• **EXERCISE**:
How many separate lines of the data contain "written"? Give the count and nothing else.

Top of RECORDS SHOWN

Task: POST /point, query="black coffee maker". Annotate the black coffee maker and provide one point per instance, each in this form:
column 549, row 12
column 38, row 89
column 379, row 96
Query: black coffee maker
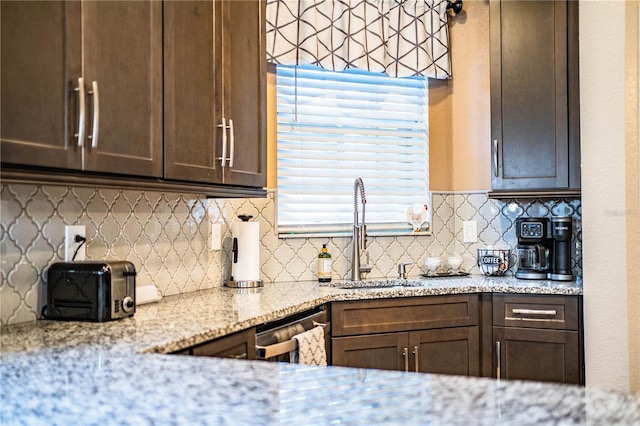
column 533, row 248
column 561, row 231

Bottom of RECORDS SHOWN
Top of RECORDS SHOWN

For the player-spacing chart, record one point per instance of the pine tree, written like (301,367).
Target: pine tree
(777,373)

Bottom of RECORDS SHOWN
Top of RECORDS SHOWN

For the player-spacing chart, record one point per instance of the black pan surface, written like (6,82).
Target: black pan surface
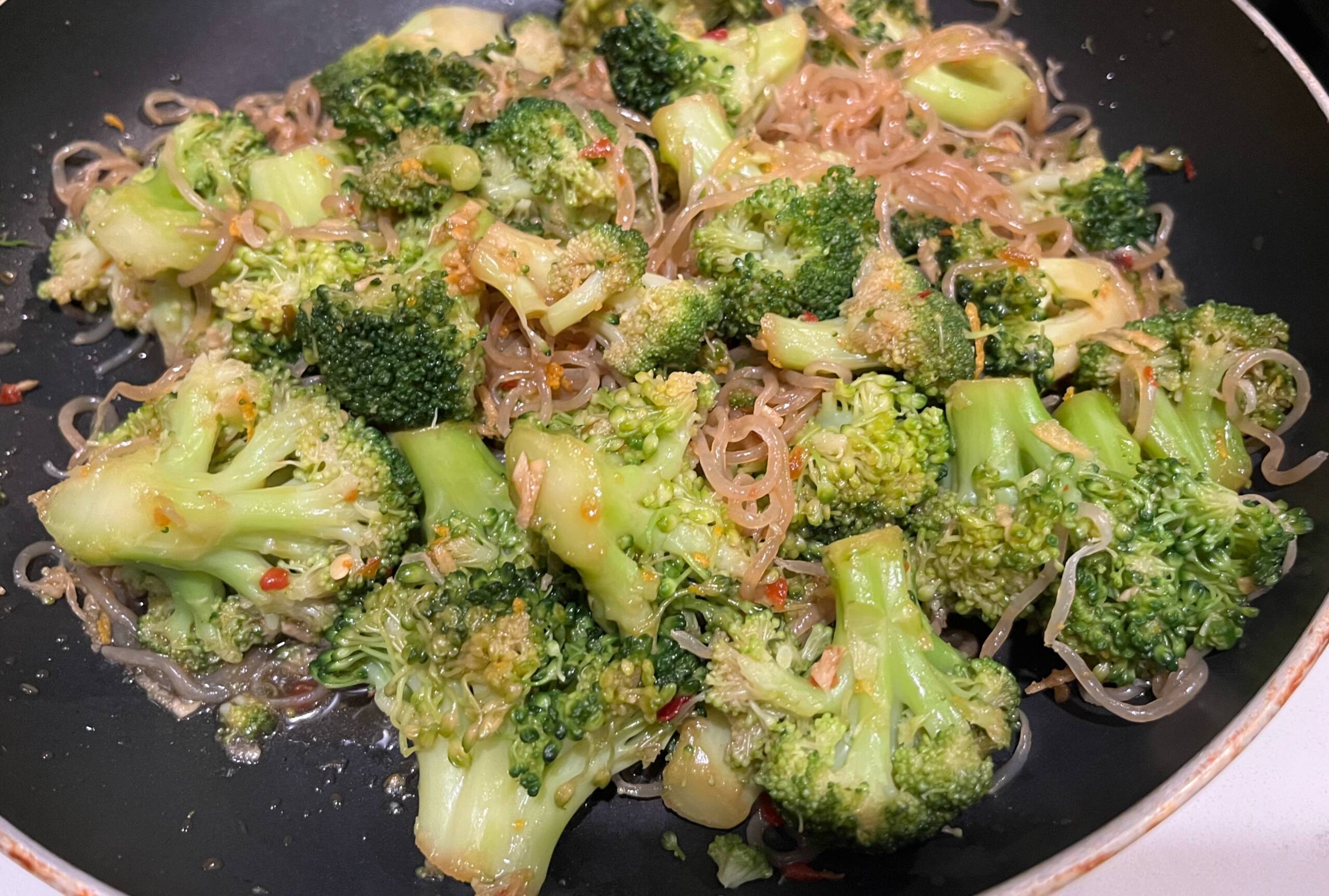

Bottom of RECORDS SHOWN

• **ANSWER SECTION**:
2